**Exercise goal**
Your answer should be the exact lines of the data below from the one containing "box man's open hand" through the one containing "box white collared shirt"; please include nothing else.
*** Task data ***
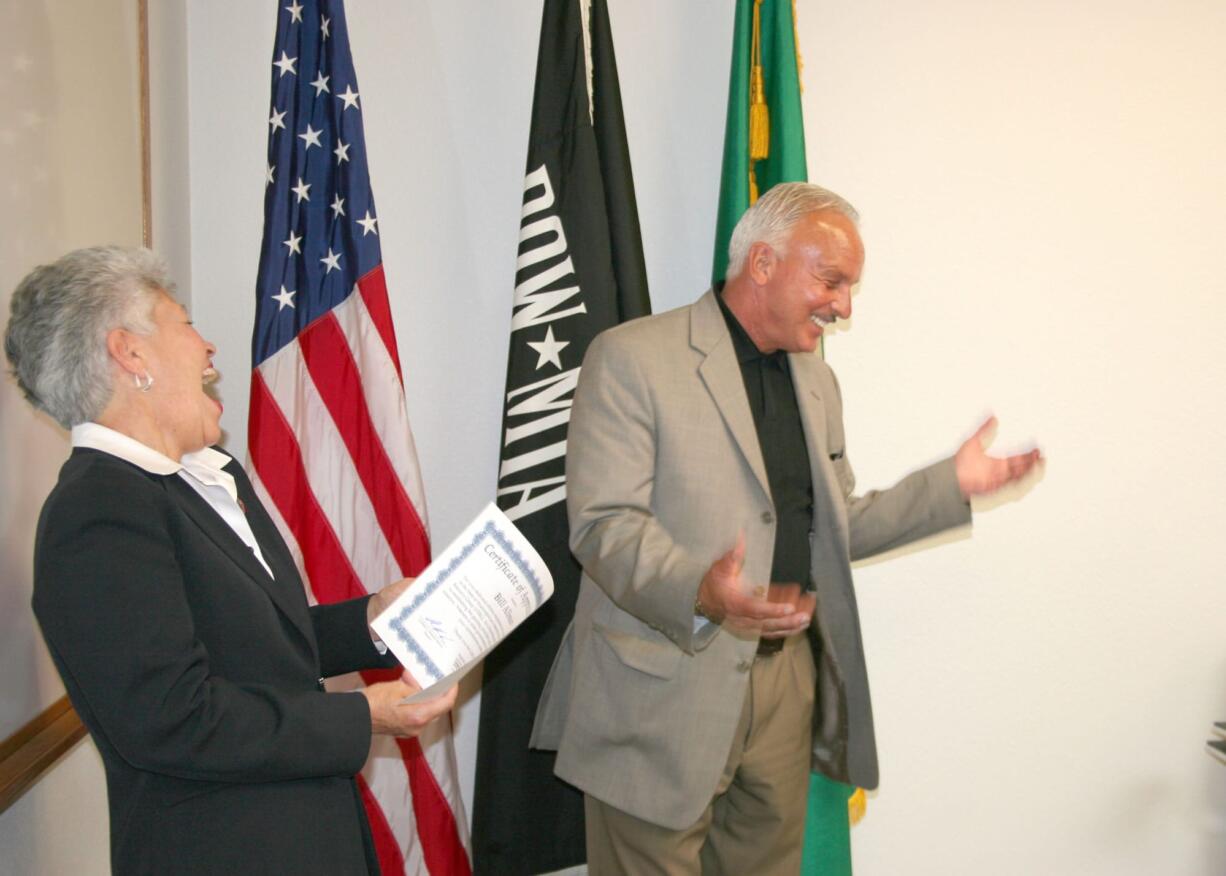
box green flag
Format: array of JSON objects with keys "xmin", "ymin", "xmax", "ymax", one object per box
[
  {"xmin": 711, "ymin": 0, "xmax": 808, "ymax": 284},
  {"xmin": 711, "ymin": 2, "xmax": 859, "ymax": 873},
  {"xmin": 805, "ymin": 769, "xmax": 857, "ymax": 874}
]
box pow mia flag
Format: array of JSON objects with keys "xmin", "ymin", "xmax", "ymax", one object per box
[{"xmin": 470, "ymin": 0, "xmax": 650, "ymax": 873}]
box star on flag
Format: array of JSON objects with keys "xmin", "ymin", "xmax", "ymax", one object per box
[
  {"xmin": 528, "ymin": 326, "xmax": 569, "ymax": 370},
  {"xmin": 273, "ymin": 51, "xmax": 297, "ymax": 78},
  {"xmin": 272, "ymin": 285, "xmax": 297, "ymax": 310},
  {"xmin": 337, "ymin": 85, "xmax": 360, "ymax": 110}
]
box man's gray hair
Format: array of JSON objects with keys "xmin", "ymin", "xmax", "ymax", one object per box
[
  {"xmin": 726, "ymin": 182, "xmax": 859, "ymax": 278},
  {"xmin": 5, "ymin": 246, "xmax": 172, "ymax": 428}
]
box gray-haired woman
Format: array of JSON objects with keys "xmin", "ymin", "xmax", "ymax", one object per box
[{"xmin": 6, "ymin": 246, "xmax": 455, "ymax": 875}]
***
*** Task data ***
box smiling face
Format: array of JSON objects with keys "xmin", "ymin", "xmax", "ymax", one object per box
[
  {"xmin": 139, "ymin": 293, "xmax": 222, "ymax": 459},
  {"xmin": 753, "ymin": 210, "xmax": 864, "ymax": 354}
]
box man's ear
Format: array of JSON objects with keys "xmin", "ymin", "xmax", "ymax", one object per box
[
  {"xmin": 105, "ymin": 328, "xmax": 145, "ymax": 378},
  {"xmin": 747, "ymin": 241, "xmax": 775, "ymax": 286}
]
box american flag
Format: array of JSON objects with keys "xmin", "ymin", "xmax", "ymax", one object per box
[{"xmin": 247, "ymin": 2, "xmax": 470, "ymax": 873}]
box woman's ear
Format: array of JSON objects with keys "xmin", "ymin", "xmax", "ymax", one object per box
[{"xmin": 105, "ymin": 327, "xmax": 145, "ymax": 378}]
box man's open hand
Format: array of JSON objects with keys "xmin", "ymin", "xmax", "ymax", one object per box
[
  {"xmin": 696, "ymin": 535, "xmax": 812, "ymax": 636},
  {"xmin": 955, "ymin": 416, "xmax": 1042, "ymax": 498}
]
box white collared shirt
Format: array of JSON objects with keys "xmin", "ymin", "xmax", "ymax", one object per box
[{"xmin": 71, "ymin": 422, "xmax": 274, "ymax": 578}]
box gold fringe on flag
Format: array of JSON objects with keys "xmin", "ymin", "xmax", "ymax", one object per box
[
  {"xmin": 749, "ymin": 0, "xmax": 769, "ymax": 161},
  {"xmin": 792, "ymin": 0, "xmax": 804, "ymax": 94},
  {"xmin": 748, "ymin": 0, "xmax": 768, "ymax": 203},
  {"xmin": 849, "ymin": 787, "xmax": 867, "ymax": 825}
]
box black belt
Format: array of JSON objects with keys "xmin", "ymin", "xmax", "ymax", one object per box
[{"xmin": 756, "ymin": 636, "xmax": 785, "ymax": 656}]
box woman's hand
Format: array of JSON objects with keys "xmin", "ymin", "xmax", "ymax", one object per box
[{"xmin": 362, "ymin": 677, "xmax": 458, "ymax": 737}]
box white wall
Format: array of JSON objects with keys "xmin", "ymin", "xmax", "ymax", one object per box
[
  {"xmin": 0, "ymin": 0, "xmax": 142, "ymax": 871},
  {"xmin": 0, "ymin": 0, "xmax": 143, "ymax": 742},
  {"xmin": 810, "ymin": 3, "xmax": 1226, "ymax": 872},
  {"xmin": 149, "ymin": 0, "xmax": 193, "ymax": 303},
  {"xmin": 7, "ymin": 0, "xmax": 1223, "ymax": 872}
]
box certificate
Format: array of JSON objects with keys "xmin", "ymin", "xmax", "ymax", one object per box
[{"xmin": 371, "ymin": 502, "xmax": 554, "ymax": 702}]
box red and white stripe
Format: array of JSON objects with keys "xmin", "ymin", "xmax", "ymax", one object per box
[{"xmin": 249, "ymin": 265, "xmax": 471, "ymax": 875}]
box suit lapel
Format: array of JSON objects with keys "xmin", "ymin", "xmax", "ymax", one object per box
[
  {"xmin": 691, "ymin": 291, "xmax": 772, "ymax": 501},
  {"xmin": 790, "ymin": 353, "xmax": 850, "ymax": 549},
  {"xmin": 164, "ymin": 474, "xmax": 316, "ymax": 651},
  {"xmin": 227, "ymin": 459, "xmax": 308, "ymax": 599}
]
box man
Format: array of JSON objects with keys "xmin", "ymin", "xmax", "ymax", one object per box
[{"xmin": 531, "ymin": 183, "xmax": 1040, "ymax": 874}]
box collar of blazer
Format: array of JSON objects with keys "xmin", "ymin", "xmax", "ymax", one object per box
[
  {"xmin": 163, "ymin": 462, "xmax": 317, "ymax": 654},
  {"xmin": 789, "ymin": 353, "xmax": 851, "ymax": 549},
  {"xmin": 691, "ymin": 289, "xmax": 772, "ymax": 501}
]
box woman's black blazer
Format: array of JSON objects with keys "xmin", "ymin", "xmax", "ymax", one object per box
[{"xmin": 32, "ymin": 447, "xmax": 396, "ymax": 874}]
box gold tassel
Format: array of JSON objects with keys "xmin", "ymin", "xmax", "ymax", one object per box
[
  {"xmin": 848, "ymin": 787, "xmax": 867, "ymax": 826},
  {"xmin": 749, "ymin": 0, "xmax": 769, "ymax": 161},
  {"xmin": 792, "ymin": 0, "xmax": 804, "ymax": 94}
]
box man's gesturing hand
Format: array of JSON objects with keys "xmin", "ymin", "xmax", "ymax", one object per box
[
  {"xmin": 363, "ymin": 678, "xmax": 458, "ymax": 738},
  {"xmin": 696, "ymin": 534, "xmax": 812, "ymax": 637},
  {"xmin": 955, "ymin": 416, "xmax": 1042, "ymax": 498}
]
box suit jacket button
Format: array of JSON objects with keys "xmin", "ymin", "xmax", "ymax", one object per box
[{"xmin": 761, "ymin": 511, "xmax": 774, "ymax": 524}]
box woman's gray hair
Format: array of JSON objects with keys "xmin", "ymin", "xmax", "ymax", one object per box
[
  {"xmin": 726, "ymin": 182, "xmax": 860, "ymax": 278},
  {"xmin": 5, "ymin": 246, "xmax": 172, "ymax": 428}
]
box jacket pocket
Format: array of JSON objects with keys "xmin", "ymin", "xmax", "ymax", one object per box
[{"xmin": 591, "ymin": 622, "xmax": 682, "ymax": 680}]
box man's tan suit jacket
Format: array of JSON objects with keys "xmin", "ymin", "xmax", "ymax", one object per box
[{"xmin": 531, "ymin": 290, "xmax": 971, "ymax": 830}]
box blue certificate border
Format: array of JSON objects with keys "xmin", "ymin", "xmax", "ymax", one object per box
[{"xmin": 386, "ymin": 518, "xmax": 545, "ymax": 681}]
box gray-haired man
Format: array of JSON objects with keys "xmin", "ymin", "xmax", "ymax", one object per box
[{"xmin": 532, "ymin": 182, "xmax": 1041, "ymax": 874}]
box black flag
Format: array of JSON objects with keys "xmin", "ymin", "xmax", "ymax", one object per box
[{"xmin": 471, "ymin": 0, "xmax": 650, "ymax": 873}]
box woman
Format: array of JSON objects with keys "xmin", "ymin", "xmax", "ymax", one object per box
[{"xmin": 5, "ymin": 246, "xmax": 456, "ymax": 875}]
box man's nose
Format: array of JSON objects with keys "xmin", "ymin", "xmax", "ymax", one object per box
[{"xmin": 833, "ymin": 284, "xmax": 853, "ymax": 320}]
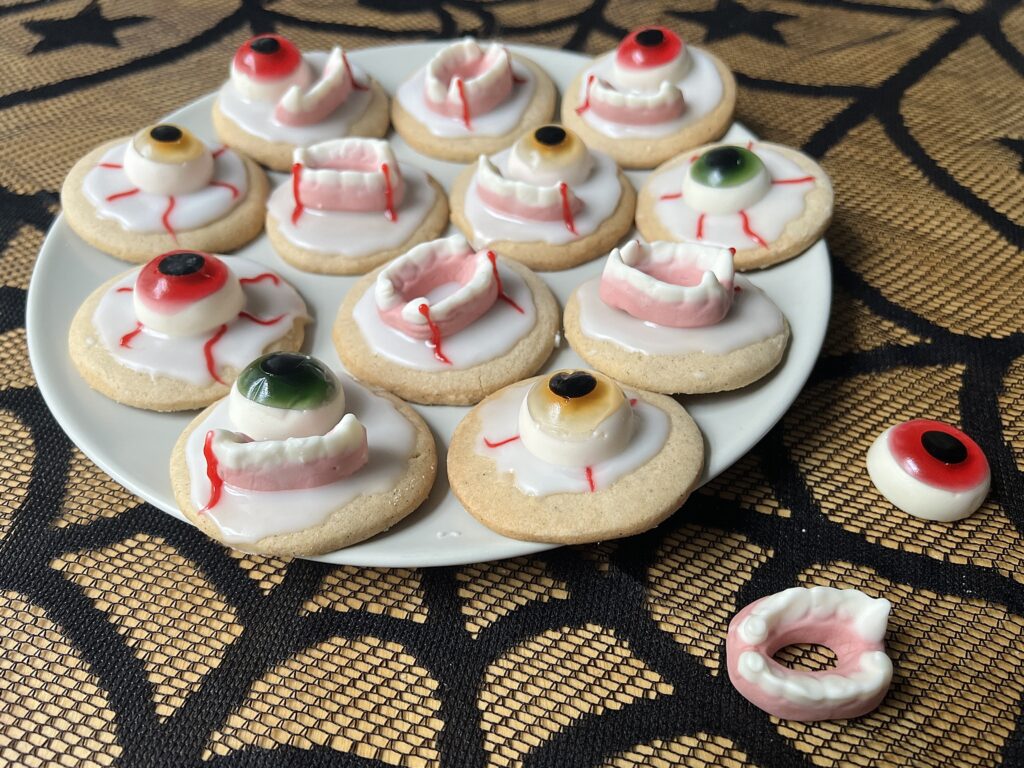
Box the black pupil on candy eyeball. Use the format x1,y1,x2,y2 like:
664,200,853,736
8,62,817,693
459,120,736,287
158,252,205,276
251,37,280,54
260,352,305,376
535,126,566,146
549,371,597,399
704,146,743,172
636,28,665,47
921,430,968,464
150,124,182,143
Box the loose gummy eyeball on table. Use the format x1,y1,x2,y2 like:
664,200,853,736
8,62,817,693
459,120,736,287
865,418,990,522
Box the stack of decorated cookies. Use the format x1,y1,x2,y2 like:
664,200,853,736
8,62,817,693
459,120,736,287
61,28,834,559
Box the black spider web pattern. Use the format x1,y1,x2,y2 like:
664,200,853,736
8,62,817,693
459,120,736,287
***
**Answer to the exercise**
box man's open hand
Format: array of JSON objects with keys "xmin", "ymin", "xmax", "ymax", one object per box
[
  {"xmin": 696, "ymin": 535, "xmax": 812, "ymax": 636},
  {"xmin": 955, "ymin": 416, "xmax": 1042, "ymax": 498}
]
box white collared shirt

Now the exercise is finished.